Assignment: Start with the first line of the data and end with the line that holds "TARGET = sponsor logo on sleeve"; write out each one exactly.

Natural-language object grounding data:
• • •

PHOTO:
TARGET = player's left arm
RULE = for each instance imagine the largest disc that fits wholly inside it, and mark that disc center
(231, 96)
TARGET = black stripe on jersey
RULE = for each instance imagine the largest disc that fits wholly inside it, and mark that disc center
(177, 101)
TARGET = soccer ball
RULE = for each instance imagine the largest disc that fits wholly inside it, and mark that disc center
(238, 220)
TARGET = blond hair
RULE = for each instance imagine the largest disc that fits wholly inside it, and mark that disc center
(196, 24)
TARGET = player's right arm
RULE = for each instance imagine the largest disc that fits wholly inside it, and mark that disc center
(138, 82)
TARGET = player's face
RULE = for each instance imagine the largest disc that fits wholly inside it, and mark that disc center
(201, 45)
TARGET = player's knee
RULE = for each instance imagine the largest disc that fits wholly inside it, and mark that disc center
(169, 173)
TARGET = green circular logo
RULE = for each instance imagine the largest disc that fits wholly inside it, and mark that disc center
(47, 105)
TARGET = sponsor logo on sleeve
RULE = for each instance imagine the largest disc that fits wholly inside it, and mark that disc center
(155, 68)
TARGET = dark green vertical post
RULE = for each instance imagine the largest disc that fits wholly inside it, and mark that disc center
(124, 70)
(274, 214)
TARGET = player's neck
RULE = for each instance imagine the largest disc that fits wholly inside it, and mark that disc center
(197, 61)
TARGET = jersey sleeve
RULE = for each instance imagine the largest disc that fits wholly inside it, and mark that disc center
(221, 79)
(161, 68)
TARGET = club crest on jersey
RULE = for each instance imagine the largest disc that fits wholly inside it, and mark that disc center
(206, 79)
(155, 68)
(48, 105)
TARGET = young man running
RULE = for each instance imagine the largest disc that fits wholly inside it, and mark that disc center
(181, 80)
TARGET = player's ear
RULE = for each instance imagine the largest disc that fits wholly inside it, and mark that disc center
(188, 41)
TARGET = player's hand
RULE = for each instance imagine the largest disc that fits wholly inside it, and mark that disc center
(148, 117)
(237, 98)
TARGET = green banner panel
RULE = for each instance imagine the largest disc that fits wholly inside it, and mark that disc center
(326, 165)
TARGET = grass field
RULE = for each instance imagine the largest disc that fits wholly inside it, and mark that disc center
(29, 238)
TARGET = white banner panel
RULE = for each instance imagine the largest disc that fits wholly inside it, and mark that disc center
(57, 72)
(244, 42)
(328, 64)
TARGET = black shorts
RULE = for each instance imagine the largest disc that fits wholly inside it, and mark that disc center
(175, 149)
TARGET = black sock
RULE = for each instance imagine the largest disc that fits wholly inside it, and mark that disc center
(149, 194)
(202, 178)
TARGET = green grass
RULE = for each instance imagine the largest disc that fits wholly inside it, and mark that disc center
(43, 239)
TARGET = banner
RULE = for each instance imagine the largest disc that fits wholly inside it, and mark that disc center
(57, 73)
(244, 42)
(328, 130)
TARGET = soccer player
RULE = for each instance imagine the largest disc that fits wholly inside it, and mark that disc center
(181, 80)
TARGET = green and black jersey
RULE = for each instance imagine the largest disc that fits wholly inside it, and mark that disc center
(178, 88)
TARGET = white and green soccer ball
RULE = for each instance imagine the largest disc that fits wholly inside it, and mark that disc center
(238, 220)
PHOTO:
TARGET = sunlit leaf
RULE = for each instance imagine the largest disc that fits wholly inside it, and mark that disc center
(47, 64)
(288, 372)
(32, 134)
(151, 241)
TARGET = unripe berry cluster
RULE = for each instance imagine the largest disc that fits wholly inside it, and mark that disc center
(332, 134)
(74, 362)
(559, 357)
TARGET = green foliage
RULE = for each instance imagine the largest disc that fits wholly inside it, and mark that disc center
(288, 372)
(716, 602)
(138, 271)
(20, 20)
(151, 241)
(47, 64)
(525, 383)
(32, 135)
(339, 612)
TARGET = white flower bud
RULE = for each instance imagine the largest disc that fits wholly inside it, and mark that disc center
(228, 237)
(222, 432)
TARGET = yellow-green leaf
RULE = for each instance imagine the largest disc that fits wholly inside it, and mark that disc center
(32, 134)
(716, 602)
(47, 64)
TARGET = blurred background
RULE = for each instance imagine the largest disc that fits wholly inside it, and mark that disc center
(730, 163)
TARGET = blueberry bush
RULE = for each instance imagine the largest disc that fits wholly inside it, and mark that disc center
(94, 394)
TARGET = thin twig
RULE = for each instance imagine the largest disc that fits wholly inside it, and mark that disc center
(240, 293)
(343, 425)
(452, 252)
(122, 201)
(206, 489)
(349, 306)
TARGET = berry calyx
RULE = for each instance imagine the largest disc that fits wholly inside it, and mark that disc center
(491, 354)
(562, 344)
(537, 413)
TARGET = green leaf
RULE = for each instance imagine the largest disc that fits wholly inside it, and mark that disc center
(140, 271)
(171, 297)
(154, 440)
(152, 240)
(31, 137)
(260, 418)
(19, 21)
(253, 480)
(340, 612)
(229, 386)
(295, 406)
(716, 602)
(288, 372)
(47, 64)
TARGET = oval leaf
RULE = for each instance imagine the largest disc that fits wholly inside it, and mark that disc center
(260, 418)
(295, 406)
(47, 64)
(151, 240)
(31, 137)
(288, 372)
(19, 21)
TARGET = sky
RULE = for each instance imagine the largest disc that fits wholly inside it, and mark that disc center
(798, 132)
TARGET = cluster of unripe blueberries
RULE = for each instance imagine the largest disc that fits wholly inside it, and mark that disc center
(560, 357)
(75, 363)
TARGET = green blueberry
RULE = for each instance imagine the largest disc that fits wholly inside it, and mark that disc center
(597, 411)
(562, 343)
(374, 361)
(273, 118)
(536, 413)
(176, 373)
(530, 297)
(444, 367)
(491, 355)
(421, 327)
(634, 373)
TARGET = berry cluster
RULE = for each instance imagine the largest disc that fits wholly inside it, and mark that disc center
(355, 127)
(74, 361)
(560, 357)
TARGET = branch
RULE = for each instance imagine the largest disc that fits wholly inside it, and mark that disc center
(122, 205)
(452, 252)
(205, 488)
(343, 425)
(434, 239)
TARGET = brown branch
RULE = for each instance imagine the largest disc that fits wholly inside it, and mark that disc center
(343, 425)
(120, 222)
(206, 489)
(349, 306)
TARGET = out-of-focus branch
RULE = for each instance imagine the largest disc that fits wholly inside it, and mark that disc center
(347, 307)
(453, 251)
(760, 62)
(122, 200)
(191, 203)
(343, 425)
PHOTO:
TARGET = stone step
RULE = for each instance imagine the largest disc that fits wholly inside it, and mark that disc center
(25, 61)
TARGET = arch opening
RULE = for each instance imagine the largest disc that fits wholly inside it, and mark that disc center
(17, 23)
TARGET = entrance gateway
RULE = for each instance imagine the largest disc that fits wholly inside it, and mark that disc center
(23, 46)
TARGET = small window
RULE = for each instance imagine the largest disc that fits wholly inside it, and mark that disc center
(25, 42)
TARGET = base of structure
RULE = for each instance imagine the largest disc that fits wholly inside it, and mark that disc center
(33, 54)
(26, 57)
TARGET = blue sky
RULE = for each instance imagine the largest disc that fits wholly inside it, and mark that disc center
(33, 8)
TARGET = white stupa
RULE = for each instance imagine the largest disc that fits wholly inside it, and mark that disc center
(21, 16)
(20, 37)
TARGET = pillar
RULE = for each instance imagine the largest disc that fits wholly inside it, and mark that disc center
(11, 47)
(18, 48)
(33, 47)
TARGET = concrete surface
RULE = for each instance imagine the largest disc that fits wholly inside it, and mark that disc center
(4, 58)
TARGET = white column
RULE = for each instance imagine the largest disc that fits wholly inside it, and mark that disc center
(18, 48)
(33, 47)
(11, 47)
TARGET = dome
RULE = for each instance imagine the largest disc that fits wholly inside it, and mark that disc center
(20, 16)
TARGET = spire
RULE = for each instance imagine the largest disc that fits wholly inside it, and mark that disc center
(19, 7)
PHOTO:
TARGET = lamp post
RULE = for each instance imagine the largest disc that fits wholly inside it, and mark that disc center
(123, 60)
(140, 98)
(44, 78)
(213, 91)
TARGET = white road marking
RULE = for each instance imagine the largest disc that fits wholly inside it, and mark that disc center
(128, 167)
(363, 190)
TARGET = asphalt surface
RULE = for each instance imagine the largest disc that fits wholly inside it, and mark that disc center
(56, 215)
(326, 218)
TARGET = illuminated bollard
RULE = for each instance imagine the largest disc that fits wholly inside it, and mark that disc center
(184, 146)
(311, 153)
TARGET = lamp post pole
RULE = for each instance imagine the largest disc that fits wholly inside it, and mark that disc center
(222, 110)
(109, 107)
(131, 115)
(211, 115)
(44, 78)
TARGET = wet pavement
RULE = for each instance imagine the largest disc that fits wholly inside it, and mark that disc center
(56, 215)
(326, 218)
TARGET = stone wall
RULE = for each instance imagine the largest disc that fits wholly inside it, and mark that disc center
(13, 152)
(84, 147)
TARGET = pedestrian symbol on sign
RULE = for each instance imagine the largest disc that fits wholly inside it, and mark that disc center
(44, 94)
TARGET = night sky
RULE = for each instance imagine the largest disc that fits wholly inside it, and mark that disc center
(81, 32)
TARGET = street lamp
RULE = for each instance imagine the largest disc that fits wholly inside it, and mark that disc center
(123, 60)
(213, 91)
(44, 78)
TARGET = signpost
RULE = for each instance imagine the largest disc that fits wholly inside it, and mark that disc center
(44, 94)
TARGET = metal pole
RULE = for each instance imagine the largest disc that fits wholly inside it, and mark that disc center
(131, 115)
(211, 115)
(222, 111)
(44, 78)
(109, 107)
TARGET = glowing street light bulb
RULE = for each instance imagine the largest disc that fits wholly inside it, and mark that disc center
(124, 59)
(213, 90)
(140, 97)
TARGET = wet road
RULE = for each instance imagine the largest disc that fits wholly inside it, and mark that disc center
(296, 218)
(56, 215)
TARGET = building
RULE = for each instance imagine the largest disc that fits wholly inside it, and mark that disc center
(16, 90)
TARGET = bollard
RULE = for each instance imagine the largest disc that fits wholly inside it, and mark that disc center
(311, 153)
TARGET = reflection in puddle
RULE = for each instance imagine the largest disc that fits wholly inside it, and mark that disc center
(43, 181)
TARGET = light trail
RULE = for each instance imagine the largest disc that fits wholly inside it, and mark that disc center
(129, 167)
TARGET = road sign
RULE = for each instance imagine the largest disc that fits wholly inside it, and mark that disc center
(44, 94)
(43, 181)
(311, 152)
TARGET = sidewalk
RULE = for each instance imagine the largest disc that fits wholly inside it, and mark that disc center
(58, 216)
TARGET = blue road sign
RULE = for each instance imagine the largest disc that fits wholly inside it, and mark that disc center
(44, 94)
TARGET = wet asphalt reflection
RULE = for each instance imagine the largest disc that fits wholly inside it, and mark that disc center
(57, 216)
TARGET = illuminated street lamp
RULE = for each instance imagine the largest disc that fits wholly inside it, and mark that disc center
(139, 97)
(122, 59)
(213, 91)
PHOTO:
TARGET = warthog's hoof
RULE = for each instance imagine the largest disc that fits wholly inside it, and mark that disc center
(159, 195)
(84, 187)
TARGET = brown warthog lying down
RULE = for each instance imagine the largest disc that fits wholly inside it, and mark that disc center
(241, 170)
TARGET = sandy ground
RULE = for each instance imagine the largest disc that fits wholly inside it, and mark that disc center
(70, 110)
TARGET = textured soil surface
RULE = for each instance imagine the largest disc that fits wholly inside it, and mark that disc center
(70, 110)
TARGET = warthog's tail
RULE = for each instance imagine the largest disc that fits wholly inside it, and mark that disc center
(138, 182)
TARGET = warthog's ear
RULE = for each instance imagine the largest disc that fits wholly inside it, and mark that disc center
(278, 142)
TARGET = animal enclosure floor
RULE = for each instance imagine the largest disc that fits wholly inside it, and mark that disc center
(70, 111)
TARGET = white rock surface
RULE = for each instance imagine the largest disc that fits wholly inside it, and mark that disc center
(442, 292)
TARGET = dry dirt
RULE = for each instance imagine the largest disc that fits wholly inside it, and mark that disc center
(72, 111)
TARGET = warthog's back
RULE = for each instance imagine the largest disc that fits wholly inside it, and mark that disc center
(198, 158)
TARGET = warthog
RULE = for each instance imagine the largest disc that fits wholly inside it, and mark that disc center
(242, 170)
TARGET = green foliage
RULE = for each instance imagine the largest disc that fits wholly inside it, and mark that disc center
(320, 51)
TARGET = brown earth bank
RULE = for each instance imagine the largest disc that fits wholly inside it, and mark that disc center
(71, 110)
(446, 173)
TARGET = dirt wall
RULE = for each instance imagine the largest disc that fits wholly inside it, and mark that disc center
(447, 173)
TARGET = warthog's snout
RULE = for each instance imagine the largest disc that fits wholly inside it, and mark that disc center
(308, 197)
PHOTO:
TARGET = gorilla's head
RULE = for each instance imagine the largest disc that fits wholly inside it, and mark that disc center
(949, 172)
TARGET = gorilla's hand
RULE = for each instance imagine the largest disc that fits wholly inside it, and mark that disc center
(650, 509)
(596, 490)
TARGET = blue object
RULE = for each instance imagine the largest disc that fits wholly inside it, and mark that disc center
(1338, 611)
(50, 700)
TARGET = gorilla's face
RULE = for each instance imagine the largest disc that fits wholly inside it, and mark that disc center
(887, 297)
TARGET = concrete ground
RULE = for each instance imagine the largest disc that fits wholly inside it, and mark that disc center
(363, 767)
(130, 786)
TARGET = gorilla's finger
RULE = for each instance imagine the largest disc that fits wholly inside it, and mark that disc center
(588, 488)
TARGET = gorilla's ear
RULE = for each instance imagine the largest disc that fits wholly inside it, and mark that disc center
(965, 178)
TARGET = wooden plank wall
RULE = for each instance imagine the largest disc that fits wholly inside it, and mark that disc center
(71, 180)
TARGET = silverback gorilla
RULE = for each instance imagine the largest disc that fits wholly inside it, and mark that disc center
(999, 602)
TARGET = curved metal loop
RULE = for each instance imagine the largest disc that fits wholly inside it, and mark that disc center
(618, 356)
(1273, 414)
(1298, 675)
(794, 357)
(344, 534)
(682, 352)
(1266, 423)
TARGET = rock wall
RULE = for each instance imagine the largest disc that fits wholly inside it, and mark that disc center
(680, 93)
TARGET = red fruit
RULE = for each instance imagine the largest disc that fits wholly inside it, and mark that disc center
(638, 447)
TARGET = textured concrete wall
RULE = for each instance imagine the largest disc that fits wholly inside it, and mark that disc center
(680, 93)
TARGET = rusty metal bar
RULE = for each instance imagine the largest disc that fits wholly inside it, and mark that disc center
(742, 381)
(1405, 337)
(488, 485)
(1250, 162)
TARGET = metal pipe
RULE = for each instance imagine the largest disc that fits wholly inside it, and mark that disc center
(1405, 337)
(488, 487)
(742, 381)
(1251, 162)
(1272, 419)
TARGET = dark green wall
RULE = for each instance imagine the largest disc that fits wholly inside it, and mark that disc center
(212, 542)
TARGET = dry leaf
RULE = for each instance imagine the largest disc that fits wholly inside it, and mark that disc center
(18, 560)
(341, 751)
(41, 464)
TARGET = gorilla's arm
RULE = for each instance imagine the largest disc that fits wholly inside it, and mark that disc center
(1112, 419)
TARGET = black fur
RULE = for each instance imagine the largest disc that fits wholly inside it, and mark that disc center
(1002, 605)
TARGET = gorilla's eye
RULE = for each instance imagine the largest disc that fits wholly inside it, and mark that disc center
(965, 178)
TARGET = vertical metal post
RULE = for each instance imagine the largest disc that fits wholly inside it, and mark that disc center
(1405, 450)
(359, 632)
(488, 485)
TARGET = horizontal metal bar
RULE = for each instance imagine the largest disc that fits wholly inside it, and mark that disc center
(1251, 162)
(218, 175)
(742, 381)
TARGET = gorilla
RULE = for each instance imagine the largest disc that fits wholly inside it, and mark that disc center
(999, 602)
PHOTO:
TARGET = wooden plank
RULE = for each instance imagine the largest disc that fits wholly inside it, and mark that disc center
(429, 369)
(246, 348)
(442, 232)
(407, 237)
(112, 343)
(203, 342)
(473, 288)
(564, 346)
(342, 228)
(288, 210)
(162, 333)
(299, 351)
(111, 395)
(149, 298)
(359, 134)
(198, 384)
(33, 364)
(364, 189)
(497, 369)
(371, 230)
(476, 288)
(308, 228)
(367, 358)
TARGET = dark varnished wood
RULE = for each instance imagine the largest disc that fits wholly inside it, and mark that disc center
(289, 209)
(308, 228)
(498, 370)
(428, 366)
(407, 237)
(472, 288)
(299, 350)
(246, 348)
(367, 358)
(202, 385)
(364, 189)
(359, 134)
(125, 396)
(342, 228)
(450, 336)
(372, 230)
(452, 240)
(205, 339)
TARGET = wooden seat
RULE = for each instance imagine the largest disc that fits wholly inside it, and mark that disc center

• • •

The completed task:
PHOTO:
TARGET = player's left arm
RULE = for each instance imagine the largest disc that fits wholly inside it, and mark that disc center
(231, 96)
TARGET = black stripe on jersey
RULE = for each instance imagine the largest disc that fits wholly inside it, and mark that disc center
(177, 101)
TARGET = soccer ball
RULE = for each instance imagine the largest disc that fits wholly inside it, and mark that disc center
(238, 220)
TARGET = blond hair
RULE = for each instance imagine the largest disc that fits wholly inside it, and mark that disc center
(196, 24)
TARGET = player's right arm
RULE = for each instance imagine the largest disc that fits wholly inside it, and mark that disc center
(138, 82)
TARGET = player's face
RULE = for each instance imagine the largest disc that fits wholly inside it, and mark that disc center
(201, 45)
TARGET = player's knee
RULE = for each instance imagine the largest disc that fits wholly inside it, and mark that disc center
(169, 173)
TARGET = green circular logo
RULE = for each instance imagine the largest disc that fits wholly inside it, and mark that disc center
(47, 105)
TARGET = sponsor logo on sleeve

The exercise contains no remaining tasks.